What is asked:
Beginning with the line where "Indicate the parking" appears, retype every remaining line of the data below, both the first and last included.

Information provided:
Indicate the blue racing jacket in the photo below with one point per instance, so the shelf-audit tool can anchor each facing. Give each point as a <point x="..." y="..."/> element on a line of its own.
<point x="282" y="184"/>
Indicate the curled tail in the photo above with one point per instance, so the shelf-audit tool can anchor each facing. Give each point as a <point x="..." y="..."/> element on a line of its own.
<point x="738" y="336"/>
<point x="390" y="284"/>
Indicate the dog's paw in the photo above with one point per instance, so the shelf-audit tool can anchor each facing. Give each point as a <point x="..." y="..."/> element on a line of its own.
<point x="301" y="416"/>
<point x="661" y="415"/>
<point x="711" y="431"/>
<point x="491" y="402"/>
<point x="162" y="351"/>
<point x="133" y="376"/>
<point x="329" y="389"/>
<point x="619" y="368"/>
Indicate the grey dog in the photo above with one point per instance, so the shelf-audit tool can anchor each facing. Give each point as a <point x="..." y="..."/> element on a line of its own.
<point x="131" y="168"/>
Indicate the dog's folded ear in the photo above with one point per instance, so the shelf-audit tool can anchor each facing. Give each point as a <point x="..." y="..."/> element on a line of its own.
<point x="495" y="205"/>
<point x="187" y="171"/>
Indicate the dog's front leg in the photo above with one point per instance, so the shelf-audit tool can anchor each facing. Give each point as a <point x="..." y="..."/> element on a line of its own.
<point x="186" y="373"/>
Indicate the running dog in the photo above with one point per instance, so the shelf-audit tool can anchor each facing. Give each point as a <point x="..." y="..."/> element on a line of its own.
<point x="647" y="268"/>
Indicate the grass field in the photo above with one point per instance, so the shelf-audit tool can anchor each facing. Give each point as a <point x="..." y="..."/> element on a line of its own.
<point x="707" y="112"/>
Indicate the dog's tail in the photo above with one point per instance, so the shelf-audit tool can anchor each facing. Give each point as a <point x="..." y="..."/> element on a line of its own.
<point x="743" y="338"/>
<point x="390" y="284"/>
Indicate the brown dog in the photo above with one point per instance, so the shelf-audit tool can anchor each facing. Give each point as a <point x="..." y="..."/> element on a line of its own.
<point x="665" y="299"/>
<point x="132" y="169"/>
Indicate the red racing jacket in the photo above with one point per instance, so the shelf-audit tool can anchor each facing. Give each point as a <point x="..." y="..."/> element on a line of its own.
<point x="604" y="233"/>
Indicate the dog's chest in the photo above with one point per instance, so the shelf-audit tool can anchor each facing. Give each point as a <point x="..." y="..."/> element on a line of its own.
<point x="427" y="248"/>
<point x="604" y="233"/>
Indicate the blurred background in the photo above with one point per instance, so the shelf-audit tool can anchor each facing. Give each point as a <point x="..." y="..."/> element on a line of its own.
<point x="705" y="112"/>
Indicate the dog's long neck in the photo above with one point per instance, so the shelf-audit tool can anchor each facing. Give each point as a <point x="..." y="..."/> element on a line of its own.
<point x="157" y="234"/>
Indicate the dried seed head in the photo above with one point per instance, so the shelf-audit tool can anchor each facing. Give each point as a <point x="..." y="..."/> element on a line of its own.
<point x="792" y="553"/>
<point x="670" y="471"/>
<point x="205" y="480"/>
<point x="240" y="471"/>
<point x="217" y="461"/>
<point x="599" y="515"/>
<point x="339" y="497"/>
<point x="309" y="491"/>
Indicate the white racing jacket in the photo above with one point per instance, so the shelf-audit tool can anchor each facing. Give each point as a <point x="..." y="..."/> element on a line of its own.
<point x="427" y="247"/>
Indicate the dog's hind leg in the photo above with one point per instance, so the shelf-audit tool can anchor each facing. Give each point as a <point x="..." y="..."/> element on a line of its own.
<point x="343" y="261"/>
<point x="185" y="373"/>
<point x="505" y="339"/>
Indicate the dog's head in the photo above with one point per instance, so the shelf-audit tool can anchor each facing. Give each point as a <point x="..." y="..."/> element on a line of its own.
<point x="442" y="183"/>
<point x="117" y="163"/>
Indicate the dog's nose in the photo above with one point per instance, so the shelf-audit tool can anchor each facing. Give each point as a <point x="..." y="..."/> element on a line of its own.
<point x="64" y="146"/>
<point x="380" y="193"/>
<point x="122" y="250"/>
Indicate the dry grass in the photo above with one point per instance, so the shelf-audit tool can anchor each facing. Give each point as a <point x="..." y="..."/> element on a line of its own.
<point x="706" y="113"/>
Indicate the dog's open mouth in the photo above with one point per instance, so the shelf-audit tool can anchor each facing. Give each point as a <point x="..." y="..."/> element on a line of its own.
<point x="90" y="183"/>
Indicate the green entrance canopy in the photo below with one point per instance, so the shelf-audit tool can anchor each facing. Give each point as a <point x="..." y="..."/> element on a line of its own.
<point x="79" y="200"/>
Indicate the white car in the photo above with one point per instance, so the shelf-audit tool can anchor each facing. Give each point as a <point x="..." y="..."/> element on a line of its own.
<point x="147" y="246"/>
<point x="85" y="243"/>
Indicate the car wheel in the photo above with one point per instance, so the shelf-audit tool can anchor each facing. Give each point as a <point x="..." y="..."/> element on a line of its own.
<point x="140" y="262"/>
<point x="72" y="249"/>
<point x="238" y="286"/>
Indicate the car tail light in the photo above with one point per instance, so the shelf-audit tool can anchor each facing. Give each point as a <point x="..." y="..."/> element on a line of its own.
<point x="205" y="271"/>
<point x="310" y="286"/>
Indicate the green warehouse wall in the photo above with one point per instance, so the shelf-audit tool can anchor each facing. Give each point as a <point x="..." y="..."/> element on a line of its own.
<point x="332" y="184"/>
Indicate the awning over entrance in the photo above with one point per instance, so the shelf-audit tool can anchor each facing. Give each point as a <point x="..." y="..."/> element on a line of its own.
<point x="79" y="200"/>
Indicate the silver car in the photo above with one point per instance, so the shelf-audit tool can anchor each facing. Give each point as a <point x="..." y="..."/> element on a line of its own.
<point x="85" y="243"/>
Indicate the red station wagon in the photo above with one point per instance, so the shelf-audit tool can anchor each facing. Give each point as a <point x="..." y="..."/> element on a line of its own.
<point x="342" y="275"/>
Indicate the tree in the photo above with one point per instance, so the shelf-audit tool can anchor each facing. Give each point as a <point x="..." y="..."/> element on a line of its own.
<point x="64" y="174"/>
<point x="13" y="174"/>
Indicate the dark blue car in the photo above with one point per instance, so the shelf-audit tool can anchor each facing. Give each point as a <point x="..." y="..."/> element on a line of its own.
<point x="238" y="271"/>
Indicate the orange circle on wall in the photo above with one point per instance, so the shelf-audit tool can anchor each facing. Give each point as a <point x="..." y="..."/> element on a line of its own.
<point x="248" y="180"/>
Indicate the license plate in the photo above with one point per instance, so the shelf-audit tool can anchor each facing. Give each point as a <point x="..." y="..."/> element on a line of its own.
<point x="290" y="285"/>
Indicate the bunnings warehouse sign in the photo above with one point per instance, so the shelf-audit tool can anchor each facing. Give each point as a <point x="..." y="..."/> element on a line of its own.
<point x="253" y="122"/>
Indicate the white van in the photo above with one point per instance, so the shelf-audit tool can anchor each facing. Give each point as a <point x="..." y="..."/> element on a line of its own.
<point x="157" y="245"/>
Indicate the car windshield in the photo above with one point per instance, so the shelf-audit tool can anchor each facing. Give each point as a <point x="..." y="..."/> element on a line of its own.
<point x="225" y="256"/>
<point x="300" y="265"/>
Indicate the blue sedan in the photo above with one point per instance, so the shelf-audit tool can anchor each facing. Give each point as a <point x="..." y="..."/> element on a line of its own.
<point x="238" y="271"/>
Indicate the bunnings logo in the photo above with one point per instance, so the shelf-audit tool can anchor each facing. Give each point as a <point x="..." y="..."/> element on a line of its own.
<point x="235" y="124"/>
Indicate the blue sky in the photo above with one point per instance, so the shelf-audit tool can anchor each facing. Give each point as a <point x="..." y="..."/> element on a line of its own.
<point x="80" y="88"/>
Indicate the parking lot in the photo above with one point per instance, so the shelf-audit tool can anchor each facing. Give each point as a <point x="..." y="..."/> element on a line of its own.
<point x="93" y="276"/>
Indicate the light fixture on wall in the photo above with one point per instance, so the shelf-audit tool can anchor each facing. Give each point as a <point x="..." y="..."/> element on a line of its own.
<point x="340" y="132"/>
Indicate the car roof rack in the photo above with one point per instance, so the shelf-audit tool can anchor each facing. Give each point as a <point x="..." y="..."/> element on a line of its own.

Finished task:
Indicate the parking lot in the photo above with one point per instance, so the shelf-audit tool can anchor each facing. Give each point as a <point x="..." y="..."/> element on a line of its own.
<point x="93" y="276"/>
Indicate the light fixture on wall in the photo above with one point per instance, so the shelf-audit tool can anchor each facing. Give each point as a <point x="..." y="..."/> element on a line of its own.
<point x="340" y="132"/>
Indicate the car roof rack in the photo above with one point per instance, so the shelf-audit tool can anchor each facing. Give each point as a <point x="..." y="..."/> element on a line of its own.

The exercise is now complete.